"""

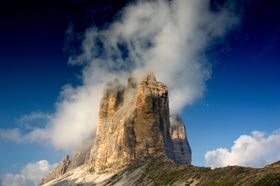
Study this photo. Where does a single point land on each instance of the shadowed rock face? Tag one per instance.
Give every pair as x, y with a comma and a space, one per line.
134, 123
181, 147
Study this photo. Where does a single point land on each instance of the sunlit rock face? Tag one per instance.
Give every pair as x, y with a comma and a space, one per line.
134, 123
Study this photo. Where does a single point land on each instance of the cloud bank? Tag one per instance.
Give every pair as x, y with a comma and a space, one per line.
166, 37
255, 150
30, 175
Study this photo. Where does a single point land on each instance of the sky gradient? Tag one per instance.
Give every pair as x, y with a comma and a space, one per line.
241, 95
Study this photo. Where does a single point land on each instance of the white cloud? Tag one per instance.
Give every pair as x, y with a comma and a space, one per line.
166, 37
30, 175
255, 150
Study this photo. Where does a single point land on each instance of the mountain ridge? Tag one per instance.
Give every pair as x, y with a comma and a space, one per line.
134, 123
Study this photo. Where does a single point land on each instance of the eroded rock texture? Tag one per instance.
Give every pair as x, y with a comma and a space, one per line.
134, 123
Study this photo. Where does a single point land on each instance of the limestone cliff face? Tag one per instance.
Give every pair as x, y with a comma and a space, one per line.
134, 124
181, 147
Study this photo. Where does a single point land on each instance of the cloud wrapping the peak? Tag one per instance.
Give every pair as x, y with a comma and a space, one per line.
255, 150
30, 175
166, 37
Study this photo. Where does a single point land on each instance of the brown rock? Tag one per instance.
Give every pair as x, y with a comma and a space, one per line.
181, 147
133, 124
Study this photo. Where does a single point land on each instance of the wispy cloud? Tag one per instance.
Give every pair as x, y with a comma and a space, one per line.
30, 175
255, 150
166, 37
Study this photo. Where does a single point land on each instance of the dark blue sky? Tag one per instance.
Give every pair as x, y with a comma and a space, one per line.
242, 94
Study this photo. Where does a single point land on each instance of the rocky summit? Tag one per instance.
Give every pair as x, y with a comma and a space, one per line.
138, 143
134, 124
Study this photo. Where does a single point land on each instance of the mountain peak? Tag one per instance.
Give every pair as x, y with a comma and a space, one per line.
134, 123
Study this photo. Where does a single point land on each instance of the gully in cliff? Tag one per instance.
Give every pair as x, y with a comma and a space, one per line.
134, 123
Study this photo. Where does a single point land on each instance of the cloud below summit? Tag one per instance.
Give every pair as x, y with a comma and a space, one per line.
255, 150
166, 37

"""
"""

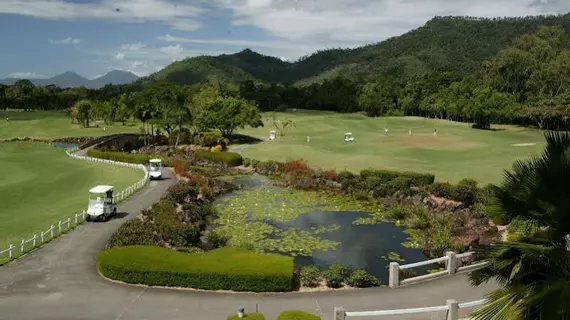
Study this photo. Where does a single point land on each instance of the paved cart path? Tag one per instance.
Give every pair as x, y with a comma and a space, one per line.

"""

* **Assigned task**: Your task is to return each line of the data above that contains the string "summit".

* **Solved problem**:
Study this photo. Where does a single point land on each instance of the rocky summit? Tag one per instance.
Study this photo. Where does a single point land on each instance of the cloud below summit? Tag one per instance.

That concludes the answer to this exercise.